_WHAT NEEDS TO BE DONE_: Reproduce exactly the lines from the one containing "For the stack" through the last line of the data, both ends included.

_SOURCE RECORDS_:
_____
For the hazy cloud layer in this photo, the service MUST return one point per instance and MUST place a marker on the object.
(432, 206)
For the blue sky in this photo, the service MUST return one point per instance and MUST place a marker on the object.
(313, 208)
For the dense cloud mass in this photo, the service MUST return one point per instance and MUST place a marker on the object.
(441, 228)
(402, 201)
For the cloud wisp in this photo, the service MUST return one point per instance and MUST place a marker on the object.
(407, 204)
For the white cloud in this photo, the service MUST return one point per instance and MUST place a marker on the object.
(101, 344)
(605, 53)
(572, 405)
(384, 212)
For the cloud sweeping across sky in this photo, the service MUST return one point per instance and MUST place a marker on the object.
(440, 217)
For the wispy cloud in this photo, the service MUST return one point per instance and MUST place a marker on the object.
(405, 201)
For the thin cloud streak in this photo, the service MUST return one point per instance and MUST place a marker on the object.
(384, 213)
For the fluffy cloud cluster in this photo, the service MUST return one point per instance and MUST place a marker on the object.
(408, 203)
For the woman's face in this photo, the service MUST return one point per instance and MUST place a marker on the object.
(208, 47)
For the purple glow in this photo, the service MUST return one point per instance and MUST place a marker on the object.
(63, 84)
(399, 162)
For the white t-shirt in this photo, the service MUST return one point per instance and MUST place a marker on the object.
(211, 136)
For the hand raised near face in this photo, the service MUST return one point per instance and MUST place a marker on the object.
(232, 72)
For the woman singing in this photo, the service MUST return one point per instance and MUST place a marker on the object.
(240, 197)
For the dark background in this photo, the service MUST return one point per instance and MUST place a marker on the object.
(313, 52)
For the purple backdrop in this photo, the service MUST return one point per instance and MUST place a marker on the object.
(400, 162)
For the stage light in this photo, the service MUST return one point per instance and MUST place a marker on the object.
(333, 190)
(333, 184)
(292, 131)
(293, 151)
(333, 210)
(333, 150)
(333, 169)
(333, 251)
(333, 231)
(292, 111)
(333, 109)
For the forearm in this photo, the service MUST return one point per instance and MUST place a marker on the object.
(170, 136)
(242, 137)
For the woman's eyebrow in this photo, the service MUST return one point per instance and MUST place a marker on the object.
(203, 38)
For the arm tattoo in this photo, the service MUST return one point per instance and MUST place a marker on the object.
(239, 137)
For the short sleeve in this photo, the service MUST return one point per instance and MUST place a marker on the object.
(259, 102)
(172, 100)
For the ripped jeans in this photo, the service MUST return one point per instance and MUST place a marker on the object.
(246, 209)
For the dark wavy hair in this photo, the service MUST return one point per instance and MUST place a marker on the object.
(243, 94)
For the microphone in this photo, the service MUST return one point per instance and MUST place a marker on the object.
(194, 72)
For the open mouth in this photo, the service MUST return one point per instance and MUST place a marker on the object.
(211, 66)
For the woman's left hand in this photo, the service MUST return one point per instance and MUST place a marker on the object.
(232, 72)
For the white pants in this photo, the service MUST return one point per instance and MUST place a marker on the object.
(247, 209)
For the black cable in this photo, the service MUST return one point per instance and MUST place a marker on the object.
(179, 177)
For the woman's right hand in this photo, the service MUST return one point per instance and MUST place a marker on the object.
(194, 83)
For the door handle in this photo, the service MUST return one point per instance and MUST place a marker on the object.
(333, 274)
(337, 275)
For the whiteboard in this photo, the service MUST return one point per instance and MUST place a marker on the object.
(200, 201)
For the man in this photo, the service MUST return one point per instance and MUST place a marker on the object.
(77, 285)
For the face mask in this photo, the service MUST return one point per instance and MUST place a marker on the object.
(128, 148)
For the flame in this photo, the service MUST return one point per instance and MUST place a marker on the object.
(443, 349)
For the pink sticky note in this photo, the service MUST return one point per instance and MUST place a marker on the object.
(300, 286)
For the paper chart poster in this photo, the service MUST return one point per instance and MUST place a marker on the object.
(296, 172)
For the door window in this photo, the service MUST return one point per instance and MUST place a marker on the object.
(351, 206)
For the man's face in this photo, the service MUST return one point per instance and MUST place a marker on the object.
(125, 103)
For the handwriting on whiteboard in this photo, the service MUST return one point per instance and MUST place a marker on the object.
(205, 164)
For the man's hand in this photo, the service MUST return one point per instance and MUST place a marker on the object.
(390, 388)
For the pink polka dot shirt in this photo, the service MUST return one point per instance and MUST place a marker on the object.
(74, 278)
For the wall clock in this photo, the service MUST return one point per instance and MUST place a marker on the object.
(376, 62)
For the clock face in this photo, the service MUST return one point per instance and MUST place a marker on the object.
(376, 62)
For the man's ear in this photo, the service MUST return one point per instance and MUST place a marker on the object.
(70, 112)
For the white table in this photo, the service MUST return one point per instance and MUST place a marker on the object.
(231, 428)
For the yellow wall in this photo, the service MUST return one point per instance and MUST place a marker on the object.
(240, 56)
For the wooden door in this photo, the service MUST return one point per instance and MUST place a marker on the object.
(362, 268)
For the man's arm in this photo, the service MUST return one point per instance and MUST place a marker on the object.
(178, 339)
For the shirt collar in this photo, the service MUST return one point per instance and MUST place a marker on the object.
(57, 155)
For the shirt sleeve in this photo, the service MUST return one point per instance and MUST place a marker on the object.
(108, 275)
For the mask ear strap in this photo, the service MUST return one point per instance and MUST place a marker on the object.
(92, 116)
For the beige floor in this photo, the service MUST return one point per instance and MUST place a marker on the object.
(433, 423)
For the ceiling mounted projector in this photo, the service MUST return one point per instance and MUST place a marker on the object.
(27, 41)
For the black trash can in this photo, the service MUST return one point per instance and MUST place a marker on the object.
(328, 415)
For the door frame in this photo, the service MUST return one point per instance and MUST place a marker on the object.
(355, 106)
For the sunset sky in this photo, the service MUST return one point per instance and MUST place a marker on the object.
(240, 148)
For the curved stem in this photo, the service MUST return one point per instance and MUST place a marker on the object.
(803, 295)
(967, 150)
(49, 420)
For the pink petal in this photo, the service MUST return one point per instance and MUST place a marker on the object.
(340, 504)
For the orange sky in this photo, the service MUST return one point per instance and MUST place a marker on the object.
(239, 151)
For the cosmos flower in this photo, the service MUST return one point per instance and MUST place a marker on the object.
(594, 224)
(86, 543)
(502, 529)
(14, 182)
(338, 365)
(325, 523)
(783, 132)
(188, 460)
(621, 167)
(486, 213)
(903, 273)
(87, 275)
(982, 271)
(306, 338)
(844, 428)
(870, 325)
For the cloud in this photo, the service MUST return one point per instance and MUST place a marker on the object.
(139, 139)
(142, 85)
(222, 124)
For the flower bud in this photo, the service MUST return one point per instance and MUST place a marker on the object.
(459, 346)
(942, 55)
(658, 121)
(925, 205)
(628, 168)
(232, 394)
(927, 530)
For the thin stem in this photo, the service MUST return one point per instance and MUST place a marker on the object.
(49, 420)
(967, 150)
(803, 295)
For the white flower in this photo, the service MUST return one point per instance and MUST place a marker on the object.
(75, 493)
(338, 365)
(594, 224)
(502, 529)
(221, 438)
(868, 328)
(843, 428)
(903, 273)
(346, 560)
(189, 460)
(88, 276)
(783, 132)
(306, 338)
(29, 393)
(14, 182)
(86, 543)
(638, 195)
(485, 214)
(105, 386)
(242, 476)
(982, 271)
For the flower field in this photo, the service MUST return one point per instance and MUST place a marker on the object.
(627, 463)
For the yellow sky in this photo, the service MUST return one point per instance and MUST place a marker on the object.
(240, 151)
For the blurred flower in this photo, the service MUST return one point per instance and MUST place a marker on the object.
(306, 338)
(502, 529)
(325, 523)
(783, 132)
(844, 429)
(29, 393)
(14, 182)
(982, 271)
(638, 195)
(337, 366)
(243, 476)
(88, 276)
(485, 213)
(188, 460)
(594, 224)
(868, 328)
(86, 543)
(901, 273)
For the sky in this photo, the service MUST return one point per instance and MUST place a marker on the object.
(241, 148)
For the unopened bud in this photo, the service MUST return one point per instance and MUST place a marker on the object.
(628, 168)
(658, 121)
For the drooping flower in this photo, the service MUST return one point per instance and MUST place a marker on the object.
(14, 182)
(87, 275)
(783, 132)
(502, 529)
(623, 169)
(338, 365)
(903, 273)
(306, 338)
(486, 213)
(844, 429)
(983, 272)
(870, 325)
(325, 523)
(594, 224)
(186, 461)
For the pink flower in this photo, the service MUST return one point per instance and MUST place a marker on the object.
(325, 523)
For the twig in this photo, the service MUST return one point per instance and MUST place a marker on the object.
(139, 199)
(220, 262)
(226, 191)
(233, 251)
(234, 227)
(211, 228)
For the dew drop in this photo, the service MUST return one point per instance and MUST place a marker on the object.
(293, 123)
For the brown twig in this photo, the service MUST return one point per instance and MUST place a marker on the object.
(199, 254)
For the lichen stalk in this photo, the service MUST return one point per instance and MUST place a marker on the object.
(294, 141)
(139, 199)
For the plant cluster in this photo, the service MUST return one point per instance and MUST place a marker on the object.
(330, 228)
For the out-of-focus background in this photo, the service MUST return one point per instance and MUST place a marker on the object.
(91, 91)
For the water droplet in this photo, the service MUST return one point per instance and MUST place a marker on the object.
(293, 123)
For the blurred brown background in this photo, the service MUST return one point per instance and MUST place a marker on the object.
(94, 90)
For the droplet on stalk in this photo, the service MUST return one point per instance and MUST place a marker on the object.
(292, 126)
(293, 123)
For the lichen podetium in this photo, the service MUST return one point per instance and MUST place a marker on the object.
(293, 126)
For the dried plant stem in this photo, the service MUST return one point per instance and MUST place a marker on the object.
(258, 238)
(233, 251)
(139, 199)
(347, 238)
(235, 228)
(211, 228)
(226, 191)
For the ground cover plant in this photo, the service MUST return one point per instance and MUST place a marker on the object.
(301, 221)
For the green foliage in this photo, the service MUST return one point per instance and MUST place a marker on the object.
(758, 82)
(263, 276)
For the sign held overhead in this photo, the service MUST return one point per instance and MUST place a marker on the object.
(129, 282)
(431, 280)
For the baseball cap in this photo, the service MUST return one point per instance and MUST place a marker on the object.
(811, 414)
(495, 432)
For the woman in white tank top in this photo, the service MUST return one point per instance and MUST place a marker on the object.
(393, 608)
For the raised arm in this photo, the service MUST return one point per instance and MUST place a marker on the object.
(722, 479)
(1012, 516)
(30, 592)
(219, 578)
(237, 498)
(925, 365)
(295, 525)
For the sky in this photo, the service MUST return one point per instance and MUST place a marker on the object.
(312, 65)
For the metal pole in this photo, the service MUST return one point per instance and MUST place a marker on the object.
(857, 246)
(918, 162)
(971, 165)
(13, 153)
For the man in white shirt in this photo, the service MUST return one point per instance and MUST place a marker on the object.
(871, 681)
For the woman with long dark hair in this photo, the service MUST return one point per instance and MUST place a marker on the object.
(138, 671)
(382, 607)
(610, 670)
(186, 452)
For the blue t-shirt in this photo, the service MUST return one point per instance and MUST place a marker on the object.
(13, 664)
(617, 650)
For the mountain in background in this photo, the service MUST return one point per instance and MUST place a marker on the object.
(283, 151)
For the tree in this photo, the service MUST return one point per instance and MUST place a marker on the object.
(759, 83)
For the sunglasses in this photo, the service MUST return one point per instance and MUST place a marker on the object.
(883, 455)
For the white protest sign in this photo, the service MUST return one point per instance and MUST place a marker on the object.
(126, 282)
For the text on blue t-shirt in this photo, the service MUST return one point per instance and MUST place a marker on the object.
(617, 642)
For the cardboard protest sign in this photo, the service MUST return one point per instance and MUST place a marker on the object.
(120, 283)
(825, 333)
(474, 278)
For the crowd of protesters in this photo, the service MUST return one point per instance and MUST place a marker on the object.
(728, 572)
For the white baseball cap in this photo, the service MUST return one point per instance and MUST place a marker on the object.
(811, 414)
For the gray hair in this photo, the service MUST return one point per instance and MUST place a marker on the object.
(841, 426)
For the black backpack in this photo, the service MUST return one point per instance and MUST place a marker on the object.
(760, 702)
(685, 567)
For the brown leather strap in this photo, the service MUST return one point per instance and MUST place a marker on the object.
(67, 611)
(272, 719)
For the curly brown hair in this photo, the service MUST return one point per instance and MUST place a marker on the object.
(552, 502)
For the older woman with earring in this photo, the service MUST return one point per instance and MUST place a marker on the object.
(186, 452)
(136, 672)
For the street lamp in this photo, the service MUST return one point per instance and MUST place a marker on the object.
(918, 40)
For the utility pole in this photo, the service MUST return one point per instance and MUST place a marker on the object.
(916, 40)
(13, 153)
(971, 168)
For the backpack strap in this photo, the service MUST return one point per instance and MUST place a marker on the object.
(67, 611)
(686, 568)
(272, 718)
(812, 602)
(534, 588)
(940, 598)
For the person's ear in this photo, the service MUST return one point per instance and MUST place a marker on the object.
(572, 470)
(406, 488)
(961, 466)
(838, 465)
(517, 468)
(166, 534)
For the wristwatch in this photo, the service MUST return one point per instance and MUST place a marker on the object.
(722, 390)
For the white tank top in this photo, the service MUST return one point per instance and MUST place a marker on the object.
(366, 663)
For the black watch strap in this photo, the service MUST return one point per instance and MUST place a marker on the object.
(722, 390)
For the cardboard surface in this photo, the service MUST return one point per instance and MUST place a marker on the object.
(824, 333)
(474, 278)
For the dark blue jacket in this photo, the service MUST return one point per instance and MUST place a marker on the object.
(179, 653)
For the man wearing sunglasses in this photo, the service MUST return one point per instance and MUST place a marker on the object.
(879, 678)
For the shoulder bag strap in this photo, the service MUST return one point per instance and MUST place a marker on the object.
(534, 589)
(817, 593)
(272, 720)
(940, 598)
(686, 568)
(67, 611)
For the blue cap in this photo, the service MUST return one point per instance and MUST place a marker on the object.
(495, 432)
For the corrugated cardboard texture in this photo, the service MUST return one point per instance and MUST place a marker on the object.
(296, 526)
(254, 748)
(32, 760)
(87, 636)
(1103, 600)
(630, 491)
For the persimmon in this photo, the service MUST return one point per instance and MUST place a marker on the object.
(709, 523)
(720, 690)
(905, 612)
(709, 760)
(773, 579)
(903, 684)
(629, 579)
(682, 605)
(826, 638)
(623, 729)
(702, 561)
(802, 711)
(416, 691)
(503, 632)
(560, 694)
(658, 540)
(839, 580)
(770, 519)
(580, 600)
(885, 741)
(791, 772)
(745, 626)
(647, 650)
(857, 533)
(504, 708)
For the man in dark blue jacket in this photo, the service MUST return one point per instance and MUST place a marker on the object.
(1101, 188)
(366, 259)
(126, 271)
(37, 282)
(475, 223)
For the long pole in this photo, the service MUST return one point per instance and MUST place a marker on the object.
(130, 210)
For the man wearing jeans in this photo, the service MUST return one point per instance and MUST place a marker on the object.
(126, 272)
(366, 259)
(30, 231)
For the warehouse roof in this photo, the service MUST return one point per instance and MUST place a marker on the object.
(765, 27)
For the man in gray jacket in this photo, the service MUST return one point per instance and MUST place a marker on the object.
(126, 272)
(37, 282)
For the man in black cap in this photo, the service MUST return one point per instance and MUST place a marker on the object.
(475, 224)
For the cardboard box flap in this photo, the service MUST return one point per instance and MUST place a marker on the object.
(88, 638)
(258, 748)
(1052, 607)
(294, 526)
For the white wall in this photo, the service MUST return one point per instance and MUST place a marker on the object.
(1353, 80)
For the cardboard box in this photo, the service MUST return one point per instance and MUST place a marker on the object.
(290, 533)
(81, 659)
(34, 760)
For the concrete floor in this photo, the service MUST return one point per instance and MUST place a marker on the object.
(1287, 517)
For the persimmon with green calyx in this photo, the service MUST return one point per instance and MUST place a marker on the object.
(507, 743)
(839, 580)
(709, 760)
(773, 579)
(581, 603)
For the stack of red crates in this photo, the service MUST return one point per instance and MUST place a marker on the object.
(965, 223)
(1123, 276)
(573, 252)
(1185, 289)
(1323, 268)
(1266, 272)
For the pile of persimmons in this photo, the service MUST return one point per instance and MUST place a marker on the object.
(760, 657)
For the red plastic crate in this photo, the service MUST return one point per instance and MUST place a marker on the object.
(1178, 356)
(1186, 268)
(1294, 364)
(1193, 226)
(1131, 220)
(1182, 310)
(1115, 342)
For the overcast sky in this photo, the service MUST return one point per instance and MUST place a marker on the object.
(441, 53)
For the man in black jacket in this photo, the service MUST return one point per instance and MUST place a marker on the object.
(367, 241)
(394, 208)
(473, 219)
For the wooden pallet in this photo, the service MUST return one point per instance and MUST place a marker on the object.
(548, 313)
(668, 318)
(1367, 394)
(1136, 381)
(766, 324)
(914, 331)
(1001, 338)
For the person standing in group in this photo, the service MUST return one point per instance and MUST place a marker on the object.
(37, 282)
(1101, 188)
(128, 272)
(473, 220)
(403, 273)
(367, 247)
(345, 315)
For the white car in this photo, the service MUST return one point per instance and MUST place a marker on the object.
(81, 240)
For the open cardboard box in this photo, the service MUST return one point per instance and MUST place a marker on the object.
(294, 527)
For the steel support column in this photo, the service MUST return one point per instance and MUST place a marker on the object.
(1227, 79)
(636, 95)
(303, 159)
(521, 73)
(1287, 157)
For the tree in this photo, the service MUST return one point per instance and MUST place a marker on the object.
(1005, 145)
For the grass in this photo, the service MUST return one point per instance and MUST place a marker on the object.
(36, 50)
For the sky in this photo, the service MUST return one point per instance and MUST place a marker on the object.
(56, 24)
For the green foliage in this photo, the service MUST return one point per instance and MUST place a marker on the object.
_____
_THE ANSWER_:
For the stack of red crates in this photo, the service MUST return one point per instance and MUST place a marker on the object.
(965, 223)
(1123, 276)
(573, 252)
(1185, 289)
(1323, 268)
(1266, 272)
For the pile of persimmons in this photo, the service MUST return one point per instance and MUST place a marker on the object.
(760, 657)
For the red plastic crate in this photo, the service MUST return one point per instance and MUST place a marker on the object.
(1178, 356)
(1186, 268)
(1294, 364)
(1193, 226)
(1131, 220)
(1182, 310)
(1115, 342)
For the overcast sky in this photo, the service MUST return one point per instance and MUST place a marker on the object.
(441, 53)
For the man in black jacket in this photo, the service MUST return one point per instance and MUST place a marker on the object.
(367, 241)
(394, 208)
(473, 219)
For the wooden pallet in this photo, the service MUST return one point per instance and MUST place a marker on the object.
(548, 313)
(668, 318)
(1367, 394)
(1136, 381)
(766, 324)
(914, 331)
(1001, 338)
For the person standing in group in this photo, the service MUST return one point per instance and MUST place a marker on the object.
(37, 282)
(1101, 188)
(128, 272)
(473, 220)
(403, 273)
(367, 247)
(345, 315)
For the white car in this photo, the service MUST return one point per instance and MUST place a marker on the object.
(81, 240)
For the open cardboard box in this photo, the service MUST return one point per instance and MUST place a marker on the object.
(294, 527)
For the steel support column in this photo, the service MUST return one point per instance and MUST place a marker on the object.
(1227, 79)
(636, 95)
(303, 159)
(521, 73)
(1287, 157)
For the tree in this photo, the service MUST return one point per instance and MUST place a marker on the object.
(1005, 145)
For the grass in this photo, the service MUST return one point per instance and MUST place a marker on the object.
(36, 50)
For the sky in this photo, the service MUST return one point per instance and MUST place a marker on the object.
(56, 24)
For the green foliage in this photo, the service MUST return one point per instance and MUST place a marker on the object.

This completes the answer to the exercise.